Excerpt —

┄┄┄┄┄┄┄┄┄┄

Areva models are much larger reactors telegraphjournal.com –Tamsin McMahon, July 27th, 2010“….All three are light-water reactors, which is significant since all of Canada’s nuclear plants, including Point Lepreau, use heavy water.
Heavy water is refined from natural water. It has two atoms of deuterium, an isotope of hydrogen, making it denser. It allows a reactor to use natural uranium rather than more expensive enriched uranium.
Light-water reactors use regular water, which is cheaper than heavy water, but require enriched uranium.
However, heavy-water reactors are facing extinction, said Toronto-based energy consultant Tom Adams.
“The disadvantages of heavy-water reactors strongly outweigh the advances,” he said. “I think the days are numbered for heavy-water reactors.”
Canada is the only country to pioneer a major reactor design – its CANDU model – based on heavy water. India is developing its fleet of heavy-water reactors derived from CANDU.
Much of the rest of the world has gone with light-water reactors, which were designed in the United States to propel naval submarines and later adapted for power generators. Canada has shut down its heavy-water refining plants and has been left with large stockpiles of heavy water it can’t export as more countries move toward building light-water reactors…….
Heavy-water plants use much more pipe, driving up costs, Adams said. “There’s no more expensive pipe in the world than a pipe inside a nuclear power plant,” he said. “All that stuff has to get inspected and verified and has to be built to super-standards and all this huge, huge overhead.”
Areva has an advanced design with its third-generation-plus reactors, Adams said. The designation refers to advancements in fuel technology and efficiency, greater safety features and lower maintenance and capital costs.

┄┄┄┄┄┄┄┄┄┄

(Saved data entries)
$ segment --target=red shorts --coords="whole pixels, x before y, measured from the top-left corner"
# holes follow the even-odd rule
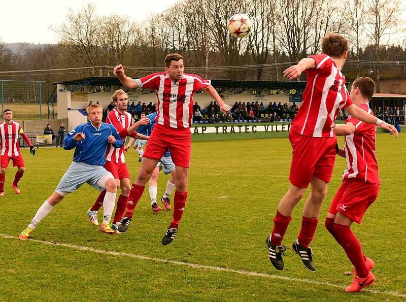
[[[155,124],[143,157],[159,160],[167,149],[175,165],[188,168],[192,149],[190,129],[175,129]]]
[[[9,166],[9,163],[10,160],[13,160],[13,166],[17,166],[18,168],[23,167],[24,159],[22,156],[20,155],[16,156],[15,155],[12,155],[11,156],[8,156],[7,155],[1,155],[0,157],[0,165],[2,168],[7,168]]]
[[[335,161],[337,137],[314,138],[293,131],[289,133],[293,148],[289,179],[299,188],[307,188],[314,176],[330,182]]]
[[[129,178],[130,173],[125,162],[116,163],[110,160],[106,160],[105,169],[113,174],[115,179]]]
[[[328,213],[337,212],[357,223],[361,223],[366,210],[378,197],[379,184],[360,179],[345,179],[334,196]]]

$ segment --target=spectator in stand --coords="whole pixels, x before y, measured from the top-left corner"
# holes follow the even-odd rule
[[[281,121],[281,118],[280,118],[278,115],[276,114],[276,112],[274,111],[274,113],[272,114],[272,116],[270,117],[270,121],[271,122],[280,122]]]
[[[107,106],[107,109],[109,110],[109,112],[110,112],[114,109],[114,105],[113,104],[113,102],[112,102],[111,103],[110,103],[110,105]]]
[[[141,119],[141,113],[143,112],[143,106],[141,105],[141,102],[139,102],[138,104],[136,106],[136,112],[138,118]]]
[[[266,114],[266,108],[265,108],[265,106],[263,105],[263,103],[261,102],[261,104],[260,105],[260,109],[261,109],[261,113],[263,114],[263,117],[265,117],[265,115]],[[261,117],[261,115],[259,115],[259,117]]]
[[[56,138],[56,145],[62,146],[63,145],[63,138],[65,133],[66,132],[66,128],[63,125],[63,123],[61,123],[59,125],[59,128],[58,129],[58,136]]]
[[[193,112],[193,121],[199,122],[201,120],[201,113],[198,108]]]
[[[268,105],[268,117],[271,117],[273,112],[274,106],[272,106],[272,103],[270,102],[269,105]]]
[[[199,112],[200,112],[200,107],[199,106],[199,104],[197,104],[197,102],[195,102],[194,105],[193,105],[193,112],[195,112],[196,110],[198,110]]]
[[[147,108],[148,109],[148,112],[149,113],[155,112],[155,110],[154,110],[154,104],[152,104],[152,102],[149,102],[149,104],[148,104],[148,106],[147,106]],[[149,113],[148,114],[149,114]]]
[[[51,137],[52,138],[51,139],[52,140],[52,141],[53,141],[55,136],[54,135],[54,130],[52,130],[52,128],[51,128],[51,124],[47,124],[46,128],[45,128],[45,129],[44,129],[44,134],[52,135],[52,136]]]
[[[283,110],[283,113],[285,116],[286,115],[289,113],[289,106],[288,106],[287,103],[285,103],[283,104],[283,106],[282,106]]]
[[[255,117],[254,115],[254,110],[253,110],[252,107],[251,107],[251,109],[250,110],[250,118],[251,119],[254,119],[255,118]]]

┄┄┄┄┄┄┄┄┄┄

Task details — Please reproduce the passage of the reactor article that starts at the words "Areva models are" and ends after the words "expensive enriched uranium.". Rely only on the reactor article and not on the material.

Result of the exercise —
Areva models are much larger reactors telegraphjournal.com –Tamsin McMahon, July 27th, 2010“….All three are light-water reactors, which is significant since all of Canada’s nuclear plants, including Point Lepreau, use heavy water.
Heavy water is refined from natural water. It has two atoms of deuterium, an isotope of hydrogen, making it denser. It allows a reactor to use natural uranium rather than more expensive enriched uranium.